▸ **GIVEN TASK**
Return every line of the listing below that contains the word "ceramic".

[Stored records]

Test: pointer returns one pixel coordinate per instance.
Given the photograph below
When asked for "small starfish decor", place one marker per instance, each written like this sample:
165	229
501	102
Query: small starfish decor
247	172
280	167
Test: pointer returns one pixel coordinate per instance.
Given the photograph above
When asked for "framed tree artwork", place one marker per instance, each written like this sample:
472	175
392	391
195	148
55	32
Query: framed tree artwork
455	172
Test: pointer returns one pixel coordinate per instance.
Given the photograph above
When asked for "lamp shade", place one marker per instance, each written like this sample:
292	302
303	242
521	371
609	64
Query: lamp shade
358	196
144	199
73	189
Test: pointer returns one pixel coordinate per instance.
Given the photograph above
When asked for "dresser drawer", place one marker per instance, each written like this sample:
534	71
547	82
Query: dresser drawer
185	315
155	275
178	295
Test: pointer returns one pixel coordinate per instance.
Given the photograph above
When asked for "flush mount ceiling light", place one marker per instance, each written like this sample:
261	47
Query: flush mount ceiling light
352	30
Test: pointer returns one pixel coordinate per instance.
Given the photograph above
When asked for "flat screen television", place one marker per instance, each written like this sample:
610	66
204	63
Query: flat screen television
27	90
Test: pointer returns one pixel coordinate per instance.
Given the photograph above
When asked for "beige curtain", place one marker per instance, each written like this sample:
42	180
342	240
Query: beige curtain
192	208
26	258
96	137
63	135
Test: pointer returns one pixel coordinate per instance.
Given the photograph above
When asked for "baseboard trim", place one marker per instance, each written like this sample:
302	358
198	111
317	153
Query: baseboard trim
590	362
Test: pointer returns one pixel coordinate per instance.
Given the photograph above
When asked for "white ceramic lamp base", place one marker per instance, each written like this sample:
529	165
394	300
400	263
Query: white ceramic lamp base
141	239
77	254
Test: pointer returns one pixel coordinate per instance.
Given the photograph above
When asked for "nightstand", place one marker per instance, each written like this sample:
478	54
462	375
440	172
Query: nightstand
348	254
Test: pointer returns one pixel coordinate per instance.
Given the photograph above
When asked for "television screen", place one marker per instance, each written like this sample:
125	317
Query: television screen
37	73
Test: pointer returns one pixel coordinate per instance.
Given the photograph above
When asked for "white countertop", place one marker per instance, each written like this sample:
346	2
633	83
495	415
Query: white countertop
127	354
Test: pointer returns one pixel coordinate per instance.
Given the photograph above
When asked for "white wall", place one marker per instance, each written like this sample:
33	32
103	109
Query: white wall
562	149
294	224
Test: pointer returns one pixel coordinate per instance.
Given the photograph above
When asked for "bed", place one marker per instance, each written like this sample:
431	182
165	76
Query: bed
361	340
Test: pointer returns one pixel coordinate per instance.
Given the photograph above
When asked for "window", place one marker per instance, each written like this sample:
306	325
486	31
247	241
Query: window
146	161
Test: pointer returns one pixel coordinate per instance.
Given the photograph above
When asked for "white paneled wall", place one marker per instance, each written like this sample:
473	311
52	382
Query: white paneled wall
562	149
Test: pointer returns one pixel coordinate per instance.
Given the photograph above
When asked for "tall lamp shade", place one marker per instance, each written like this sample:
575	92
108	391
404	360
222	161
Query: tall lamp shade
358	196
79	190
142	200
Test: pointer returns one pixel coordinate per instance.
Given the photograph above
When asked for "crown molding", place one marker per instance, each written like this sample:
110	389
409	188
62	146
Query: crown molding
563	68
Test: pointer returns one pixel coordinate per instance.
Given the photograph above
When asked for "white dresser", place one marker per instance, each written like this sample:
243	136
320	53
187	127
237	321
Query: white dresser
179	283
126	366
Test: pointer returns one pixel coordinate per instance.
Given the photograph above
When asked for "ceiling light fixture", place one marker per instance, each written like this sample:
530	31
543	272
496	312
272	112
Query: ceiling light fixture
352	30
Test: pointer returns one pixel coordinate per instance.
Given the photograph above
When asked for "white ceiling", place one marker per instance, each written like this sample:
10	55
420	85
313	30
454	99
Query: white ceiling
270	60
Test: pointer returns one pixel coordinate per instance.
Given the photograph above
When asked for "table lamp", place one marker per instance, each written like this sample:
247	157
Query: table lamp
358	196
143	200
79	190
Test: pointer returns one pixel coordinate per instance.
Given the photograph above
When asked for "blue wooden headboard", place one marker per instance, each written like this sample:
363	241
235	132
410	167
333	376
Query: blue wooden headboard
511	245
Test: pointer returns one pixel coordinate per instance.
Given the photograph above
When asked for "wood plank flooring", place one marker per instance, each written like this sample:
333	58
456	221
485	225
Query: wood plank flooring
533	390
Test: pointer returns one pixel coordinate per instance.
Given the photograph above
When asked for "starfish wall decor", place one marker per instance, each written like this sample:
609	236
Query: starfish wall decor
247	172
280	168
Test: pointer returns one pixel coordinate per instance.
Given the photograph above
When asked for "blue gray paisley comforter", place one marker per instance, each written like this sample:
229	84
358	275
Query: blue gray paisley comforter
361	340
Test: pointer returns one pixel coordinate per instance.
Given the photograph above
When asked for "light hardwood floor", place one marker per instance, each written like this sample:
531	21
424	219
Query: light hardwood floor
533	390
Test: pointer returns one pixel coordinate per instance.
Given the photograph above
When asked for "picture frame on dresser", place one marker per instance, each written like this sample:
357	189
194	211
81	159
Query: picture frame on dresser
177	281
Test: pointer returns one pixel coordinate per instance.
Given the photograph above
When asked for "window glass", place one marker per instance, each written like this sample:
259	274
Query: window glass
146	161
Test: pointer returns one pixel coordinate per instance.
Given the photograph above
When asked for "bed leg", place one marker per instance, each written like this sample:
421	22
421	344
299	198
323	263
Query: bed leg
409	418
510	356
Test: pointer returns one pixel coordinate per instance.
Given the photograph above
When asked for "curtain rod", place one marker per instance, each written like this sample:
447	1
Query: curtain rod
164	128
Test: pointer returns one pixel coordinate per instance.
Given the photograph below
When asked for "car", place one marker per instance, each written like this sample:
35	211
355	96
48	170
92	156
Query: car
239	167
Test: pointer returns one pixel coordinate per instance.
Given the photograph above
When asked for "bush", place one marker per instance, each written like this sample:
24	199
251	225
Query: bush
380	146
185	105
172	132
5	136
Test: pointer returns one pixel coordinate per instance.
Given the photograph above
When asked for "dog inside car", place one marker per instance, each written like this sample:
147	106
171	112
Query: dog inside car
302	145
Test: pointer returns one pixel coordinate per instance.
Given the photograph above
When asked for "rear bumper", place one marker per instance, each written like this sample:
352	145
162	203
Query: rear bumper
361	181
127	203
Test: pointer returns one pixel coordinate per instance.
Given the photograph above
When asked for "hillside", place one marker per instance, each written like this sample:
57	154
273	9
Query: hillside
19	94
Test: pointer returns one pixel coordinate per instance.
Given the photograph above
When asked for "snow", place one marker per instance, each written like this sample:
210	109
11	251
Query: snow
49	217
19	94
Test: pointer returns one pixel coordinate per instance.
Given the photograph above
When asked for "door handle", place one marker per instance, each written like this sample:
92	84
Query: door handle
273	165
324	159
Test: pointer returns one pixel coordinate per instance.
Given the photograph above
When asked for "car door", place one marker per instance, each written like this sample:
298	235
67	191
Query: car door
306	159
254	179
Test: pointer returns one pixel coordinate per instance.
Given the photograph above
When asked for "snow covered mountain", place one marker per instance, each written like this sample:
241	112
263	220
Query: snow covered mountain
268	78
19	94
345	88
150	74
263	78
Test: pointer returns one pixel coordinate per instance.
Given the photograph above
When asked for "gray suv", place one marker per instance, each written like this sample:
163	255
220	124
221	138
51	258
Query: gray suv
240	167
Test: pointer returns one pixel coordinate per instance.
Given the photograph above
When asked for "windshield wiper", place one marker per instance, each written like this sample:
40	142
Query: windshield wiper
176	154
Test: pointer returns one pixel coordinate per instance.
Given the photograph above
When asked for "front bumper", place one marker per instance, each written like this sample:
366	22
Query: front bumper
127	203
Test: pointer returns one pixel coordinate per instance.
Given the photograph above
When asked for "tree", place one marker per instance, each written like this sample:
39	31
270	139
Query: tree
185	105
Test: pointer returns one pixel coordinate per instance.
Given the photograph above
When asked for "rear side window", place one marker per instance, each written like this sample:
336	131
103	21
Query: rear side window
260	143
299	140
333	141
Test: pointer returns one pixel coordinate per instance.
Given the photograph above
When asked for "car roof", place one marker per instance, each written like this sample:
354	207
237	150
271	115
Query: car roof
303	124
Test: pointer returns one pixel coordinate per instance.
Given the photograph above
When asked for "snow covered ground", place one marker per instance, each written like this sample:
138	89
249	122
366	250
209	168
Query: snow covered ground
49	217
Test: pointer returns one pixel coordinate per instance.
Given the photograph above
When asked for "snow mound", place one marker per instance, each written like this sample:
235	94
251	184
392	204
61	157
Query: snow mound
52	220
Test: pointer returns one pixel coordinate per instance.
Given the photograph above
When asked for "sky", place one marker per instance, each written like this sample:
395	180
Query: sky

▸ **TASK RESULT**
When asked for "white ceramic lamp base", place one marker per instance, each written like this sample:
Query: white ceramic lamp base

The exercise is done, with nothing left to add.